• [DO THIS] Exactly reproduce all the records, keeping pictures out of the copy.

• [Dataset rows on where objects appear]

----------

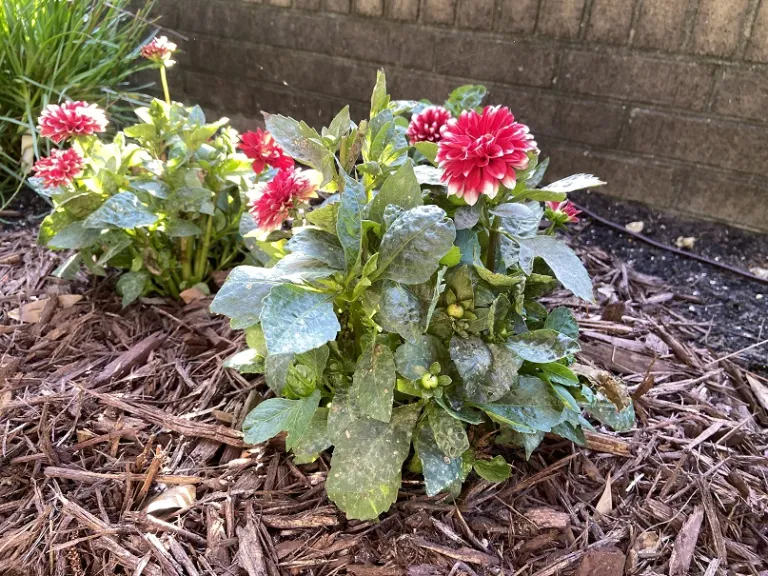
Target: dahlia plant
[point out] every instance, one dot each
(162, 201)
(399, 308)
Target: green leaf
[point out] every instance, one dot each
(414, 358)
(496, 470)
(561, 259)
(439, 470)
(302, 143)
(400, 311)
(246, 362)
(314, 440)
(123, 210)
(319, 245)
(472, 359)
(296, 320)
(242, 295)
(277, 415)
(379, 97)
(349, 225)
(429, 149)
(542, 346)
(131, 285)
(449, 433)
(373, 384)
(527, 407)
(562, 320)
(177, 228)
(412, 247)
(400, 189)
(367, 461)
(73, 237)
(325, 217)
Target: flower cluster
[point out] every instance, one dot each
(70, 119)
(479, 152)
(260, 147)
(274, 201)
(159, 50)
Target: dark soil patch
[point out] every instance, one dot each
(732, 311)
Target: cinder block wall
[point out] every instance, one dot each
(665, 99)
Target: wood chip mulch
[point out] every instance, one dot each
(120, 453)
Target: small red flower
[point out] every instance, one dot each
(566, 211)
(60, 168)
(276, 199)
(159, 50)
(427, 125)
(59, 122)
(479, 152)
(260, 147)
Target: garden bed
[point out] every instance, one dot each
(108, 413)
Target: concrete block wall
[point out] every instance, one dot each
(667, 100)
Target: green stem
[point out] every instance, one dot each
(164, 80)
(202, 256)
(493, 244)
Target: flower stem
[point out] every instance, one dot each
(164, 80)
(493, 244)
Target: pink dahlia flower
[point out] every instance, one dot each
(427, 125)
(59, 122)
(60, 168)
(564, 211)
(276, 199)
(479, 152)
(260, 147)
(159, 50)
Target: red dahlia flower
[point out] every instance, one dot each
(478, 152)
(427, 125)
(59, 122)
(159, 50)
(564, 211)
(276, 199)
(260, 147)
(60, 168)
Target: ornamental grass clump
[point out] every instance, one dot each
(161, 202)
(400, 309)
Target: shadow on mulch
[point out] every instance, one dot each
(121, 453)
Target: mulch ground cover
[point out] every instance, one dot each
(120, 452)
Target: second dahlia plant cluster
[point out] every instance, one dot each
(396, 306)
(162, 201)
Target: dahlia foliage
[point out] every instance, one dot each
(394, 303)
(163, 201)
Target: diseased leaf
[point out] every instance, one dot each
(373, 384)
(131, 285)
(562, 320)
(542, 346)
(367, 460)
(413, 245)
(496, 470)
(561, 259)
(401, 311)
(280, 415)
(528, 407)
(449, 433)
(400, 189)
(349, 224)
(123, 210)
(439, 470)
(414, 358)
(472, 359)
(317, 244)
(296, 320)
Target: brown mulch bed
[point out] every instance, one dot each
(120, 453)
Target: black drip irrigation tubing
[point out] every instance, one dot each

----------

• [RESPONSE TO THIS TASK]
Target: dahlia plant
[point out] every instance, one dot each
(162, 201)
(399, 308)
Target: green leaf
[point out] every instance, one dot each
(414, 358)
(496, 470)
(561, 259)
(439, 470)
(302, 143)
(400, 311)
(246, 362)
(314, 440)
(123, 210)
(319, 245)
(472, 359)
(296, 320)
(242, 295)
(277, 415)
(379, 97)
(349, 225)
(429, 149)
(542, 346)
(131, 285)
(449, 433)
(373, 384)
(527, 407)
(562, 320)
(177, 228)
(412, 247)
(400, 189)
(367, 461)
(73, 237)
(325, 217)
Target: flower cluster
[point out] every instance, one dot each
(70, 119)
(479, 152)
(260, 147)
(274, 201)
(159, 50)
Target: dark soil patch
[point out] every instance, one dot each
(732, 311)
Target: cinder block wall
[point out] every instance, one dot each
(665, 99)
Target: wood chip mulch
[point out] every instance, one dot each
(120, 453)
Target: small red flower
[point out] every instance, one dot each
(566, 211)
(60, 168)
(276, 199)
(159, 50)
(427, 125)
(59, 122)
(479, 152)
(260, 147)
Target: garden bed
[point out] every instance, one dot each
(108, 413)
Target: concrete block wall
[point out] every instance, one dot each
(667, 100)
Target: green stem
[point out] every instance, one dot each
(164, 80)
(202, 256)
(493, 244)
Target: flower stem
[point out] every instance, one dot each
(164, 80)
(493, 244)
Target: pink dahlia flower
[point out] every instance, one dot each
(427, 125)
(59, 122)
(60, 168)
(564, 211)
(276, 199)
(479, 152)
(260, 147)
(159, 50)
Target: red dahlia flower
[point out] every instance, one dot each
(478, 152)
(427, 125)
(59, 122)
(159, 50)
(564, 211)
(276, 199)
(260, 147)
(60, 168)
Target: ornamental grass clump
[point out] every instance, one dot each
(161, 202)
(400, 309)
Target: shadow on mulch
[point out] every instance, one dot each
(121, 453)
Target: mulch ground cover
[point out] every instance, one dot each
(120, 452)
Target: second dahlia plant cluster
[point out] every instance, one dot each
(396, 306)
(162, 201)
Target: dahlia foliage
[point out] every instance, one dot each
(394, 303)
(163, 201)
Target: diseased leaf
[point out] every instance, one dot each
(373, 384)
(131, 285)
(562, 320)
(542, 346)
(367, 460)
(413, 245)
(496, 470)
(561, 259)
(401, 311)
(280, 415)
(528, 407)
(449, 433)
(400, 189)
(349, 224)
(123, 210)
(439, 470)
(414, 358)
(472, 359)
(317, 244)
(296, 320)
Target: brown mulch bed
[point out] every instance, one dot each
(120, 453)
Target: black drip irrigation tubing
[point out] every instance, one dot each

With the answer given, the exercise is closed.